Actions à réaliser →
A - Pouvez-vous condenser en liste à puces le paragraphe de l'extrait qui commence par « Le panorama britannique », en gardant ses faits essentiels ?
B - Pouvez-vous reprendre toutes les entrées en changeant « blue metal frame » en « green wooden frame », sans rien modifier d'autre et sans inclure les images ?

Extrait à lire →
Dans un point de vue développé récemment dans ces colonnes (« La gauche doit dire oui à l’Europe », Le Monde du 31 août), Denis MacShane, le ministre britannique délégué aux affaires européennes, a tenté de démontrer l’existence d’une convergence de vues et d’intérêts entre le New Labour et la gauche française.
L’auteur a recours à une rhétorique volontairement « gauchie », qui est censée caresser dans le sens du poil son lectorat français.
M. MacShane assimile l’opposition de certains secteurs de la gauche à la Constitution européenne à un « nouveau populisme ». Il stigmatise cette gauche « qui renonce à la raison » et qui serait « vouée au déclin et à l’échec ». Il brosse ensuite un tableau favorable du traité constitutionnel, insistant sur sa dimension « sociale ». La Grande-Bretagne néotravailliste est présentée comme le parangon de l’Etat social et du progressisme. En conclusion, il appelle la gauche européenne à s’unir autour d’une « feuille de route » au service de l’Europe du plein-emploi et de la protection sociale, et à « dire oui à l’Europe » (et, implicitement, à soutenir la Constitution).
La description de la situation britannique peut-elle être qualifiée de réaliste ? Est-il par ailleurs dans l’intérêt de la gauche française de se rallier à la Constitution et à la conception de l’Europe que défend le ministre néotravailliste ?
Le panorama britannique que M. MacShane nous dépeint fait penser à certaines publicités d’hôtels sur papier glacé : les chambres y apparaissent souvent plus luxueuses et spacieuses qu’elles ne le sont en réalité. Le ministre affirme que seule la droite britannique est hostile au traité constitutionnel, ce qui est inexact. Tout comme en France, la gauche britannique est très divisée sur la question. De nombreux députés du « marais travailliste » et plusieurs anciens ministres de Tony Blair se sont clairement prononcés contre le texte. On peut estimer qu’un tiers du groupe parlementaire travailliste est hostile à la Constitution et s’apprête à faire campagne contre sa ratification.
Denis MacShane nous conseille de « lire les documents de la première à la dernière ligne » avant de nous prononcer. Que ne l’a-t-il fait lui-même ! Cela l’aurait amené à nuancer la portée juridique qu’il attribue à la Charte des droits sociaux. Cette Charte a bien été intégrée à la Constitution, mais après que Tony Blair se fut assuré que les prérogatives nouvelles qu’elle accorde aux syndicats et aux syndiqués avaient été neutralisées en droit britannique. La Constitution précise en effet que la Charte doit être « interprétée selon les traditions nationales » du droit du travail. M. Blair a également fait inscrire en annexe au traité le mémorandum explicatif, rédigé par le praesidium de la Convention, qui propose une exégèse de chaque article du traité.

Les données →
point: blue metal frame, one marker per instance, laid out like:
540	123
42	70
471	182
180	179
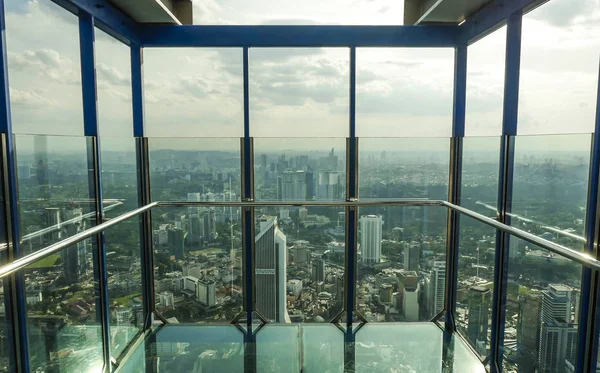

Réponses aux exercices →
A -
- M. MacShane dépeint un panorama britannique embelli, à la manière des publicités d'hôtels sur papier glacé.
- Il affirme à tort que seule la droite britannique est hostile au traité constitutionnel.
- Comme en France, la gauche britannique est très divisée sur la question.
- De nombreux députés du « marais travailliste » et plusieurs anciens ministres de Tony Blair se sont prononcés contre le texte.
- On peut estimer qu'un tiers du groupe parlementaire travailliste est hostile à la Constitution et s'apprête à faire campagne contre sa ratification.

B -
point: green wooden frame, one marker per instance, laid out like:
540	123
42	70
471	182
180	179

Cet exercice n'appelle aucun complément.